##### EXTRACTED INFORMATION #####

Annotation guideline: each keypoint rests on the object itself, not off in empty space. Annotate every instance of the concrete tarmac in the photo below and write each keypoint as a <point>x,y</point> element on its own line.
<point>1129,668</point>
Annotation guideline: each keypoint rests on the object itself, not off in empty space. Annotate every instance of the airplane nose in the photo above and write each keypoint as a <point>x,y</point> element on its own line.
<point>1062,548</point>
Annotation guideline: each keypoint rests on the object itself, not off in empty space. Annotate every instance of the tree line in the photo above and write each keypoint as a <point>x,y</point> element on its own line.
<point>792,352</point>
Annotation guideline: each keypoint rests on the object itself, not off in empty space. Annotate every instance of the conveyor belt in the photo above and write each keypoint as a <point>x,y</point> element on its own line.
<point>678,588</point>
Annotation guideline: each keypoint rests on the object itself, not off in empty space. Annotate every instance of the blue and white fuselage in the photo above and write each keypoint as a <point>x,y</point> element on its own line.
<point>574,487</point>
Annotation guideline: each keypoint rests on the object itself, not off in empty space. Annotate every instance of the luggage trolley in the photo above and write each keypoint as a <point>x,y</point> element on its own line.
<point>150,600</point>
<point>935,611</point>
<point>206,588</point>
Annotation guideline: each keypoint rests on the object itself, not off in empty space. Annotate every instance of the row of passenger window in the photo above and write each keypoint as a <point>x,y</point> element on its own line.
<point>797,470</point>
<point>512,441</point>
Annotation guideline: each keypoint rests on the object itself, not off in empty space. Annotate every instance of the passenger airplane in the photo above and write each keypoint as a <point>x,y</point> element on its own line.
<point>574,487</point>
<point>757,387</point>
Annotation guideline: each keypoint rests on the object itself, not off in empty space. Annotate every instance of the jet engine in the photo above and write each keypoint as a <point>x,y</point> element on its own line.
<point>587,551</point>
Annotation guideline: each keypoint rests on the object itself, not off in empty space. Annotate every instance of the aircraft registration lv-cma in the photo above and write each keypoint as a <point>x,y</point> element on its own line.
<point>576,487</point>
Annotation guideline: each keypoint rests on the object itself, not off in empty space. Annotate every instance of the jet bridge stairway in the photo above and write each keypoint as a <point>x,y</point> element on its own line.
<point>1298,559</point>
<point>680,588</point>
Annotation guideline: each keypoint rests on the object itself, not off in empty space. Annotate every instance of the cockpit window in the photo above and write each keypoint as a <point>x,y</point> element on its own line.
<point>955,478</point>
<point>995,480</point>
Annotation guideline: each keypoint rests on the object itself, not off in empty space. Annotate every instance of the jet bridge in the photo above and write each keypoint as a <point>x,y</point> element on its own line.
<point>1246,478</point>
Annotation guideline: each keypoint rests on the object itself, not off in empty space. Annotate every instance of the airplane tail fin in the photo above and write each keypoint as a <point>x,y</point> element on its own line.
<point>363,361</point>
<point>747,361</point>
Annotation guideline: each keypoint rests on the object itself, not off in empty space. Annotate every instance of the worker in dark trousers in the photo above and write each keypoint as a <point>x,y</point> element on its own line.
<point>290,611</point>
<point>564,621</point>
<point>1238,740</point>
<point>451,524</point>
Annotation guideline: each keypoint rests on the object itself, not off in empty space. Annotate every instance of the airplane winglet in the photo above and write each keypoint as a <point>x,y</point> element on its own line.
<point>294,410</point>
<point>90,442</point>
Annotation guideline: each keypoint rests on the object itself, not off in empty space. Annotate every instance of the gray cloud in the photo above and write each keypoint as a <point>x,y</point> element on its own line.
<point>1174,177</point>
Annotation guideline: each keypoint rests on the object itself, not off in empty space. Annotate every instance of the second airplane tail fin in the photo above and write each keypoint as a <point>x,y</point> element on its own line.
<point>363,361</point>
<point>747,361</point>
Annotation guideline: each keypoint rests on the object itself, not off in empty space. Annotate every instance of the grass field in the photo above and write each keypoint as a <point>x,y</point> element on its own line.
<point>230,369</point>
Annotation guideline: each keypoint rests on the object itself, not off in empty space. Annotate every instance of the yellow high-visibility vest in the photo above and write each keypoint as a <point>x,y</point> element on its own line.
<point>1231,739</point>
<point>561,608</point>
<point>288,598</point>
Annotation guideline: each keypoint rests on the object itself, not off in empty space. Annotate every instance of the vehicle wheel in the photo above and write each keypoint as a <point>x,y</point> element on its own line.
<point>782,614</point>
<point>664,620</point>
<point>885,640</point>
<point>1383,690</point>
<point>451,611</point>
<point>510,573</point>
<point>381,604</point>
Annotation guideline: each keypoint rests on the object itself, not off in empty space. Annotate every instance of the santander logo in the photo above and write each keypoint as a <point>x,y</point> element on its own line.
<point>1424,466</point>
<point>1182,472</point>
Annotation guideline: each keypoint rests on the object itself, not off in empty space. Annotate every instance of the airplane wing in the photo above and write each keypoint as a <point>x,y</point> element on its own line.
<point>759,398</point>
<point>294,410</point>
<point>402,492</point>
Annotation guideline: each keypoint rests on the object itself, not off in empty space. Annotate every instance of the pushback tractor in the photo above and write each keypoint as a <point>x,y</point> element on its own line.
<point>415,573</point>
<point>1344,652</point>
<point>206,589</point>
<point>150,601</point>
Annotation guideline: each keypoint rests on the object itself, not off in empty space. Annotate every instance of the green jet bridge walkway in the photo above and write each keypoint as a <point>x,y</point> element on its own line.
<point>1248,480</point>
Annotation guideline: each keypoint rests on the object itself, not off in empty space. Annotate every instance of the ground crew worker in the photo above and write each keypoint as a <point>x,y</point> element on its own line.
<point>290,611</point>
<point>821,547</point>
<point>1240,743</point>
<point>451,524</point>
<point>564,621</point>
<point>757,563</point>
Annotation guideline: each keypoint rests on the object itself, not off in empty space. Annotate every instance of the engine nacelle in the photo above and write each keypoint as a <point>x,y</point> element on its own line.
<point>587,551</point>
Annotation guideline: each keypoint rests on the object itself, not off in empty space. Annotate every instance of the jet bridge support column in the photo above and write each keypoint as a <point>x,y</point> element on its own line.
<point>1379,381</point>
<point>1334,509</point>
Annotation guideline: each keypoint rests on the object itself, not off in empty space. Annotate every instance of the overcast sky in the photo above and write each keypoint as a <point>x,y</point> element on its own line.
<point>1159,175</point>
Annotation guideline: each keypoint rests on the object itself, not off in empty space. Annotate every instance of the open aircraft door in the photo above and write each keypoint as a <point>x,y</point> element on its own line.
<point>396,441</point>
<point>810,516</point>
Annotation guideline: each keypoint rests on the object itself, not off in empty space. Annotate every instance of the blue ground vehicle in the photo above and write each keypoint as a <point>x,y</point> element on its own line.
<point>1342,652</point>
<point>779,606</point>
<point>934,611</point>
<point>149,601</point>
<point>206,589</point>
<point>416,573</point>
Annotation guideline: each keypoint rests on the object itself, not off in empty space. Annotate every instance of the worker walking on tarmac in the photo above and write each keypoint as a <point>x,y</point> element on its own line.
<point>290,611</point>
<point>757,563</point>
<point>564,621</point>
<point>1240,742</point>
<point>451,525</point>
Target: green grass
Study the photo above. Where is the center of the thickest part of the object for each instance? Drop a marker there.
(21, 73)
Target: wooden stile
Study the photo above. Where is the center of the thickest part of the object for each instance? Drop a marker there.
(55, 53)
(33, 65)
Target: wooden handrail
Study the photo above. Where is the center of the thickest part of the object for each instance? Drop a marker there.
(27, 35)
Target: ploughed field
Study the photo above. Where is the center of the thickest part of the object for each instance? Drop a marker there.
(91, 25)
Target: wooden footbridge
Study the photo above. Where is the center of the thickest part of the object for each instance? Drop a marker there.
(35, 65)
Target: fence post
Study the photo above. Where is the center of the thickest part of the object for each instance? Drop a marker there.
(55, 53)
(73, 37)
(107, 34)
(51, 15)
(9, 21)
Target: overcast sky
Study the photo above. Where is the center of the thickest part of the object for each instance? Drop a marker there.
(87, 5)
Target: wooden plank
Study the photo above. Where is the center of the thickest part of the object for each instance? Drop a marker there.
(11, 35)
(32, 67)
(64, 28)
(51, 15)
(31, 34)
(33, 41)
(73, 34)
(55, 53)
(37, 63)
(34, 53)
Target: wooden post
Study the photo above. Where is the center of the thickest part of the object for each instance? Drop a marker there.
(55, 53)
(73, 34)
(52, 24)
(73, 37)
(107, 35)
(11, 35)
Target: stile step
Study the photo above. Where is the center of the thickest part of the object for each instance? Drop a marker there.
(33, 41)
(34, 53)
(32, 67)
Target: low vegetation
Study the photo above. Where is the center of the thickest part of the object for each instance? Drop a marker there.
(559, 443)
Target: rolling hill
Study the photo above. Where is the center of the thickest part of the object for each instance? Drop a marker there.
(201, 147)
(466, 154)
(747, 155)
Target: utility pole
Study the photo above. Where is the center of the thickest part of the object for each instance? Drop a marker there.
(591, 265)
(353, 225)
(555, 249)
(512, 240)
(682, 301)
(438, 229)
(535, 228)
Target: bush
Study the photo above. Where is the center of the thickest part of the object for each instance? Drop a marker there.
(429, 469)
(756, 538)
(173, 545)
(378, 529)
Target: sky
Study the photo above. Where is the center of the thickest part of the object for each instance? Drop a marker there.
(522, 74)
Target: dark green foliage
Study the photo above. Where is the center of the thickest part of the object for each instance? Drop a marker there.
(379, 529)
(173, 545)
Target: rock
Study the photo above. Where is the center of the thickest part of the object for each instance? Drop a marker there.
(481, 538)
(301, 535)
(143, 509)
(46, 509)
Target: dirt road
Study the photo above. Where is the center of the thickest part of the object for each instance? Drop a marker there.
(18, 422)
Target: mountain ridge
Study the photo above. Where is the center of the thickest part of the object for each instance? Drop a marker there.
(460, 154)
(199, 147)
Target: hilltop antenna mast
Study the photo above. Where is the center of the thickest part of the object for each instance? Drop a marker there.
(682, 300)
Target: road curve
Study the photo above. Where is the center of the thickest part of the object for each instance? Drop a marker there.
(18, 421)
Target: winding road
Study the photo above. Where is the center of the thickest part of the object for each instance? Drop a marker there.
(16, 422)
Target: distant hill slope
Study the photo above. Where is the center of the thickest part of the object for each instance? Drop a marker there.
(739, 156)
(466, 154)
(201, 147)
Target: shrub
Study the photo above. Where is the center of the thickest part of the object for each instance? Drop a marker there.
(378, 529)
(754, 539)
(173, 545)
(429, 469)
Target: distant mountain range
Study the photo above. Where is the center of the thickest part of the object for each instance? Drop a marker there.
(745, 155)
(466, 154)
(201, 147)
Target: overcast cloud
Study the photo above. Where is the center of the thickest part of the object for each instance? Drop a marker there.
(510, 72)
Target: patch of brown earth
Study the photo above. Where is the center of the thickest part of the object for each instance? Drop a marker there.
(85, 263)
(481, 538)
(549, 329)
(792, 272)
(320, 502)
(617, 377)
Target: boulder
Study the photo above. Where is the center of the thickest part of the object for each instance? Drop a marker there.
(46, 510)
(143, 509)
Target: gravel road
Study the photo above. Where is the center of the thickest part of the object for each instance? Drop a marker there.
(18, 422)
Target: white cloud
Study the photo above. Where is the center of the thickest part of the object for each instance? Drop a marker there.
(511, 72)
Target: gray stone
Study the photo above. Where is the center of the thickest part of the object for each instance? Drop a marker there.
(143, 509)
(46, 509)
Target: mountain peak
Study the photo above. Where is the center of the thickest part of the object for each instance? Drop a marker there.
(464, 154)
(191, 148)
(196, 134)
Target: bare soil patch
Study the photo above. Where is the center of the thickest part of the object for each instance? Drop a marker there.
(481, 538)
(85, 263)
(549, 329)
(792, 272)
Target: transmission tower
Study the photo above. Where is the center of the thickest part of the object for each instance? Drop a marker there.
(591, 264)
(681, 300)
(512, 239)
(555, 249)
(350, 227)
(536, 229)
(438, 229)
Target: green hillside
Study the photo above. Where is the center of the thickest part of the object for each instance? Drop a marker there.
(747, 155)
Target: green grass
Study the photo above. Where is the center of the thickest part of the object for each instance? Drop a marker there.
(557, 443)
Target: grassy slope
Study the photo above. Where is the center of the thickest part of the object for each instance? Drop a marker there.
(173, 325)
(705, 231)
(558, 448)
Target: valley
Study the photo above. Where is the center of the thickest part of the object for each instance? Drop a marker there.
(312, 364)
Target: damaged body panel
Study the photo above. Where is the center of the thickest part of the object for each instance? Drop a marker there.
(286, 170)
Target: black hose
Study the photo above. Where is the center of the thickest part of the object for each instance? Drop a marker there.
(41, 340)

#####

* [YOUR OBJECTIVE]
From the entries above, print the lines beginning at the one with "Target: rock" and stopping after the one with "Target: mountain ridge", exactly as written and with nothing else.

* [ANSWER TO THIS TASK]
Target: rock
Study the photo above. Where is the center of the thickest part of the object for each instance? Drop a marker there.
(481, 538)
(301, 535)
(143, 509)
(46, 509)
Target: dirt road
Study the photo above. Where is the center of the thickest part of the object for each instance? Drop a marker there.
(18, 422)
Target: mountain ridge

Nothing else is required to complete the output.